Your answer is the line containing "Record the location of each instance of the fingernail" plus every line after it to the end of the data below, transcribed exactly and with nothing else.

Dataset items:
______
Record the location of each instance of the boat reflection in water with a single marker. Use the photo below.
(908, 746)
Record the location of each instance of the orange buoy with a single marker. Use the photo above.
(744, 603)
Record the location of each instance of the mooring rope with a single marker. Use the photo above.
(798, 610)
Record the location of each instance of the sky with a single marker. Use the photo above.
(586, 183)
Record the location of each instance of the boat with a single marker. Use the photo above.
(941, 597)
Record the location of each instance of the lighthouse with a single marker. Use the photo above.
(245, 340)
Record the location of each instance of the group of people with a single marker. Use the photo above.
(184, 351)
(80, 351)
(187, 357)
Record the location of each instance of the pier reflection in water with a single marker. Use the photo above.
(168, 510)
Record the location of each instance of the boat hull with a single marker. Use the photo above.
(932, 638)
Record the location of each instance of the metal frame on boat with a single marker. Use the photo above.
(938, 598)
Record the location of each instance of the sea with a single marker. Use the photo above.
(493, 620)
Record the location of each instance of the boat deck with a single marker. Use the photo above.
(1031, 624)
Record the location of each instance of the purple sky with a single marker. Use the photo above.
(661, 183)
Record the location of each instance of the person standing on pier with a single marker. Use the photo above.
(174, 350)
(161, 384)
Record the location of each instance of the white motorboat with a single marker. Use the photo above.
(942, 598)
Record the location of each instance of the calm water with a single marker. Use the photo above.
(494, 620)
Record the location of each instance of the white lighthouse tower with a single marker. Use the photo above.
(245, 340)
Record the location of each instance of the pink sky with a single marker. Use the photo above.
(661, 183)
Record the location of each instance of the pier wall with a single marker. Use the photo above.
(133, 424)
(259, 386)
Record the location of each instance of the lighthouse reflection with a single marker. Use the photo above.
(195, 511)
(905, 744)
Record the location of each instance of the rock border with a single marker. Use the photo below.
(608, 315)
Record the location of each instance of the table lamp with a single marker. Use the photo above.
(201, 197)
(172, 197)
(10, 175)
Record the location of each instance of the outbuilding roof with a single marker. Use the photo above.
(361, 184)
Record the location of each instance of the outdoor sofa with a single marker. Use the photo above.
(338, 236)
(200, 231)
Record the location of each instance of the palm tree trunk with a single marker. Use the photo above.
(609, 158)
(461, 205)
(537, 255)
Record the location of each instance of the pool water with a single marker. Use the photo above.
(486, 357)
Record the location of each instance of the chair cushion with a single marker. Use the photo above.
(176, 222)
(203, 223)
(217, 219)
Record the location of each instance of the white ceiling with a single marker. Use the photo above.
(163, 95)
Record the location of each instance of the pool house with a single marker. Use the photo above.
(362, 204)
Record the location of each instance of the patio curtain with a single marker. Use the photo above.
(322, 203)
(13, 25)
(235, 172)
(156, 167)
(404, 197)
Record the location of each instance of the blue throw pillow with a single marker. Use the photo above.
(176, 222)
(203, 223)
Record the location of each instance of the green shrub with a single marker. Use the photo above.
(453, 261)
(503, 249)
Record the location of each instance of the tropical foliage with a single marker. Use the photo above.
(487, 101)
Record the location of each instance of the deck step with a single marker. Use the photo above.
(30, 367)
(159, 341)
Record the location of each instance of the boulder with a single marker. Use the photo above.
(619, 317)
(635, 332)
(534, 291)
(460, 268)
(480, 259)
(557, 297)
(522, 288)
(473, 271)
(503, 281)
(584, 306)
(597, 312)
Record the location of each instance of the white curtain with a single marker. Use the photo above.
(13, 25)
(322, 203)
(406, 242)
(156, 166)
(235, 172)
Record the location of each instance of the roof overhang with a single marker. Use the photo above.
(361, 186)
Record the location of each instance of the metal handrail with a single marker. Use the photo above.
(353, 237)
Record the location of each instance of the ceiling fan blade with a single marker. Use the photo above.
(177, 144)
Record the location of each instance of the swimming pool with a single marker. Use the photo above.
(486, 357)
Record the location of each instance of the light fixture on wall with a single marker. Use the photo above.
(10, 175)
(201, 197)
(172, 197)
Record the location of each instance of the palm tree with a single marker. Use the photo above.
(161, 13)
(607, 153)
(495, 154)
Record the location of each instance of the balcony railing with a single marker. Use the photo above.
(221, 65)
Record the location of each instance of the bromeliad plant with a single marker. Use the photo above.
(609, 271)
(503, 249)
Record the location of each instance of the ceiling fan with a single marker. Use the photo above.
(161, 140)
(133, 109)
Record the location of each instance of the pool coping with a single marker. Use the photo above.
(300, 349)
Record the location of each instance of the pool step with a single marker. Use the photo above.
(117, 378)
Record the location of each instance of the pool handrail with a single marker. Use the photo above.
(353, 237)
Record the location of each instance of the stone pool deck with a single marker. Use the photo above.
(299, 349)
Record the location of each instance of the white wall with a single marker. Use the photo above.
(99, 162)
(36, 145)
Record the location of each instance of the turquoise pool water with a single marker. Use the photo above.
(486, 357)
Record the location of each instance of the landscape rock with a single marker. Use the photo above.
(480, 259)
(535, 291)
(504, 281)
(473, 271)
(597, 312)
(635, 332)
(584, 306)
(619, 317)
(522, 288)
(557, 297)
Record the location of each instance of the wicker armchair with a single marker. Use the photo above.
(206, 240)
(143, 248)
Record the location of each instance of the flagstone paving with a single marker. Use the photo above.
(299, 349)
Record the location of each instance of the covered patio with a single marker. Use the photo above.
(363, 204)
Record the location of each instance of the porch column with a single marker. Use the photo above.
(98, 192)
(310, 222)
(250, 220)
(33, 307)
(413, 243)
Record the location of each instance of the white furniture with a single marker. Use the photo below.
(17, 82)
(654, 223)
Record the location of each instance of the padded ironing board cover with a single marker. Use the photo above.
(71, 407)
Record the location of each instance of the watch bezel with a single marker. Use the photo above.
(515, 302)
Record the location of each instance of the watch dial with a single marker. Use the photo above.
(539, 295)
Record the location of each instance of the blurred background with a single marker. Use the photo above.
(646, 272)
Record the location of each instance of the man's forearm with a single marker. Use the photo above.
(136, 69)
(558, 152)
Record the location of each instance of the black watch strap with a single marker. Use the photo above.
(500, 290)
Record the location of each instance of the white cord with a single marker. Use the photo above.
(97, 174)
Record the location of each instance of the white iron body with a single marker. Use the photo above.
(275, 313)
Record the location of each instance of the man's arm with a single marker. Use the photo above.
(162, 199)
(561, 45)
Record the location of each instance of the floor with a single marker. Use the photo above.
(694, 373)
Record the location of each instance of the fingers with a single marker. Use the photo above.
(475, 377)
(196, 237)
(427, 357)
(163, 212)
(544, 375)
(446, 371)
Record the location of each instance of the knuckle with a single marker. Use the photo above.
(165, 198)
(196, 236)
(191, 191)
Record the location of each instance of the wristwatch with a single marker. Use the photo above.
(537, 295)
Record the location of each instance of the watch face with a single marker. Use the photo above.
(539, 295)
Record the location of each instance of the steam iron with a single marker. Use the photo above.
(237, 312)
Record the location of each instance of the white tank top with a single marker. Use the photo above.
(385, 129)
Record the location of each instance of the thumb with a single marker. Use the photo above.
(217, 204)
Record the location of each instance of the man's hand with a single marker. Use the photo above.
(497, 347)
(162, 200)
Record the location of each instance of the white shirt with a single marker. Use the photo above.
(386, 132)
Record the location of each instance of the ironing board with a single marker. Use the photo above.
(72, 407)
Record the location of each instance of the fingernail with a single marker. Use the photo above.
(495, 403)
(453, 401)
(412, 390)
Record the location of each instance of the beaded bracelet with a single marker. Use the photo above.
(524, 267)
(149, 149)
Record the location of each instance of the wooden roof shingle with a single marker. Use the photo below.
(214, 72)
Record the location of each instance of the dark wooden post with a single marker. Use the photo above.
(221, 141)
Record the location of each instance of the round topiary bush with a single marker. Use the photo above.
______
__Solved exercise__:
Record the location of each instance of the fingernail with a single marker. Use the photo above.
(495, 403)
(453, 401)
(412, 390)
Record the location of each instance of the beaded bracelet with a single marker. Use the photo above.
(524, 267)
(149, 149)
Record the location of each instance of the wooden roof shingle with a single marker. Use the photo below.
(214, 72)
Record the location of each instance of the dark wooden post with a single marker. Use the photo above.
(221, 141)
Record the location of each instance of the round topiary bush with a single marker. Use the photo above.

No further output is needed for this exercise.